§ **AUFGABE**
Beantworte diese Fragen zum Forumsthread über Versionsverwaltung:
(a) Für welche Entwicklungsumgebung fragt membersound nach einem Plugin?
(b) Welche eingebaute Funktion von Eclipse nennt musiKk?
(c) Welchen Vorteil von Git hebt TheDarkRose hervor?

━━━━━ AUSGANGSTEXT ━━━━━

# Tool zum tracken der Code-Changes?



## membersound (2. Sep 2011)

Hallo,

mir ist es letztens passiert, dass ich dachte: wie hat der Code an dieser Stelle vorgestern nochmal ausgesehen?

Gibt es dafür Tools, die irgendwie die Änderungen am Code nachvollziehbar machen und sich somit nachträglich anschauen lassen, falls man nochmal was braucht?

Vielleicht gibt es dafür ja sogar ein Netbeans Plugin?

Danke


----------



## njans (2. Sep 2011)

Versionsverwaltung im Allgemeinen?
Oder wie genau stellst du dir das vor? 
Praktisch ne history von jedem Buchstaben, den du getippt hast oder nur von "fertigen" Versionen deines Codes?


----------



## membersound (2. Sep 2011)

Ne, ich mein eher von fertigen Versionen. So dass man zB nachvollziehen kann, was von einem zum anderen Tag alles geändert wurde.


----------



## TheDarkRose (2. Sep 2011)

Such dir eine Versionsverwaltung deiner Wahl aus. Git, Svn, ...


----------



## musiKk (2. Sep 2011)

Davon abgesehen hat Eclipse eine "local history". Das ist wie eine eingebaute automatische Versionsverwaltung. Vielleicht hat Netbeans das auch. Bisher habe ich das allerdings nie verwendet und eher für den Notfall angesehen. Eine Versionsverwaltung à la SVN oder Git kann das nicht ersetzen. Inzwischen würde ich zu Git raten, aber man sollte beide mal bedient haben.


----------



## TheDarkRose (2. Sep 2011)

Git hat auch halt den Vorteil, es ist sofort ein lokales Repo eingerichtet ohne irgendwie was extrig zu machen.


----------

━━━━━ EXTRAHIERTE DATEN ━━━━━

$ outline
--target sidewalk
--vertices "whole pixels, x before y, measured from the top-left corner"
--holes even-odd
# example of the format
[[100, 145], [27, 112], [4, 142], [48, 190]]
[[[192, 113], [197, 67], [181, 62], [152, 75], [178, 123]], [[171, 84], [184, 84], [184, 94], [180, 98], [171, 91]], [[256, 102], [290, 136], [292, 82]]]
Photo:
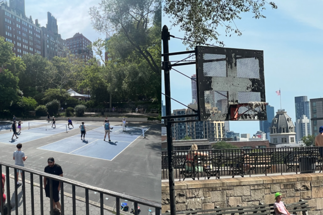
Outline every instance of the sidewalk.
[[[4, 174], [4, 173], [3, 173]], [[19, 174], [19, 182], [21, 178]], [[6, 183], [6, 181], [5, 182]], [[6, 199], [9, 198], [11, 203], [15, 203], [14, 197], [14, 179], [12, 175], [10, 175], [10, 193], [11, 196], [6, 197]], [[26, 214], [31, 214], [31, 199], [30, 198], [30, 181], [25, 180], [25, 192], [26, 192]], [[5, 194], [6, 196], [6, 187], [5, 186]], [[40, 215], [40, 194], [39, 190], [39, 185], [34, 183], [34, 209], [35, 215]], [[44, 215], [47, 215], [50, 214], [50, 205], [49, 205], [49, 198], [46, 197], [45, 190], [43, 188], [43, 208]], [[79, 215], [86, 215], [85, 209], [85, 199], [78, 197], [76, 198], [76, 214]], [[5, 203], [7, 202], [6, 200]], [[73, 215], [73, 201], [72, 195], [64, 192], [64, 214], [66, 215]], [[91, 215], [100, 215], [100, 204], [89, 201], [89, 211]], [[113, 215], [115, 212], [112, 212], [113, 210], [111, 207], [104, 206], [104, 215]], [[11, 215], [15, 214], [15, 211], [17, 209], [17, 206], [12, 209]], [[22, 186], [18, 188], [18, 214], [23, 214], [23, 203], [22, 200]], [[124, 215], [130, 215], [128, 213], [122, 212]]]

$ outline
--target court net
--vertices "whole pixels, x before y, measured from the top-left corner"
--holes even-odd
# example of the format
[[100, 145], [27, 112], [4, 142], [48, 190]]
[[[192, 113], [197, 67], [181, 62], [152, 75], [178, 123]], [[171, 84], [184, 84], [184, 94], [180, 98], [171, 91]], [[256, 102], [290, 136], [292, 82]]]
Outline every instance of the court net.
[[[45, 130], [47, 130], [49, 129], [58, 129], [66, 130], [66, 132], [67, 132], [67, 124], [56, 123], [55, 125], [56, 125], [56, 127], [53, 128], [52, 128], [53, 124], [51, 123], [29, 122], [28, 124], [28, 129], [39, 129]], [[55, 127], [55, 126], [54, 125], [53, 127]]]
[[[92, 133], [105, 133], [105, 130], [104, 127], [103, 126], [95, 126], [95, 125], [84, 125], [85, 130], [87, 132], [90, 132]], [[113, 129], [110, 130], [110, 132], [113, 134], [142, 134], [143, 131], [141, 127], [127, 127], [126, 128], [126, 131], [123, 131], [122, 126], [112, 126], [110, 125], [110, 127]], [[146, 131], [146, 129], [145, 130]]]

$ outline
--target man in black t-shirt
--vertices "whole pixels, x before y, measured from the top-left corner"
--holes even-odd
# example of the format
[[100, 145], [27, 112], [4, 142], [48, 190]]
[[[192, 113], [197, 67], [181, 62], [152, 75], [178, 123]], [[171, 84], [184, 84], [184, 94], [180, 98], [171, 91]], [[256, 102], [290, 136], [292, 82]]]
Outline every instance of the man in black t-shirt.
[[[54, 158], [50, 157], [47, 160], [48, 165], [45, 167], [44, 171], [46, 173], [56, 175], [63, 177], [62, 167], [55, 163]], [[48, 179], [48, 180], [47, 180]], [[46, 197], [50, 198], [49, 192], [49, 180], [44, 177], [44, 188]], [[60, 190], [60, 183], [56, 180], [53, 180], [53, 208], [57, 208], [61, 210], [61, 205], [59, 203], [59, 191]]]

━━━━━
━━━━━ EXTRAHIERTE DATEN ━━━━━

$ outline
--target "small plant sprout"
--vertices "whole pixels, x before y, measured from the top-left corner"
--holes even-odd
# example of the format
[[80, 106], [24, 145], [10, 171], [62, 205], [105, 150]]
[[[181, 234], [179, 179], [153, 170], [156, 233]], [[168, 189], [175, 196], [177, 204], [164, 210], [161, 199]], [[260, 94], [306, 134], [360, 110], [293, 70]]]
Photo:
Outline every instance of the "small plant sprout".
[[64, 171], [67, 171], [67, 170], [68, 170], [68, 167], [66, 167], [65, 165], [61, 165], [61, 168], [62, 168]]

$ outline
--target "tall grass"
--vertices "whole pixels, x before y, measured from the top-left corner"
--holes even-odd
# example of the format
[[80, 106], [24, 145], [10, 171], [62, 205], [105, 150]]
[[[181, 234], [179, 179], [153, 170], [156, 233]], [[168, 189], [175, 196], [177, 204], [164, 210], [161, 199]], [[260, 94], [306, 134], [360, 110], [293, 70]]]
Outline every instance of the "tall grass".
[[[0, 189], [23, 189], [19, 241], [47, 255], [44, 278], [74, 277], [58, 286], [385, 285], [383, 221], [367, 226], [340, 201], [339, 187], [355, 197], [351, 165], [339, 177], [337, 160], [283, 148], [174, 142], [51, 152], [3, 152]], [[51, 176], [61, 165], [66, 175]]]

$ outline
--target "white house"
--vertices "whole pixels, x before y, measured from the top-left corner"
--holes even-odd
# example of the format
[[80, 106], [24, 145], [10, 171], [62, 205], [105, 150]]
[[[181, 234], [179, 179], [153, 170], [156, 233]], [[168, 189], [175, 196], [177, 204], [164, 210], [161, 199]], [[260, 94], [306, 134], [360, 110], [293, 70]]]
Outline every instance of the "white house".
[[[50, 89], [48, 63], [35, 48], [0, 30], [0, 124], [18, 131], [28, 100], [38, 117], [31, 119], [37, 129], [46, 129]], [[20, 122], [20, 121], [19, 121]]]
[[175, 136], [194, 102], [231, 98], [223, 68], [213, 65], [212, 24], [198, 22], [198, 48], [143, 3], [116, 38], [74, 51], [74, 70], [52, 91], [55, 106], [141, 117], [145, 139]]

━━━━━
━━━━━ EXTRAHIERTE DATEN ━━━━━

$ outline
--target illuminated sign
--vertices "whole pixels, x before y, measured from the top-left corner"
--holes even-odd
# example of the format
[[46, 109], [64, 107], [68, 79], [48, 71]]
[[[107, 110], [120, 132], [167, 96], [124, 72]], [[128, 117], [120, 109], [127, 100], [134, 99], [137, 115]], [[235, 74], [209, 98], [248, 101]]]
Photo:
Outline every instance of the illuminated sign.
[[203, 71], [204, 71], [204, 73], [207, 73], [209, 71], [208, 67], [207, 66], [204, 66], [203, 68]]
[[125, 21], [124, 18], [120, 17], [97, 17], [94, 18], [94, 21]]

━━━━━

§ **ANTWORT**
(a) Netbeans.
(b) Die „local history“, eine eingebaute automatische Versionsverwaltung.
(c) Es ist sofort ein lokales Repo eingerichtet, ohne dass man extra etwas tun muss.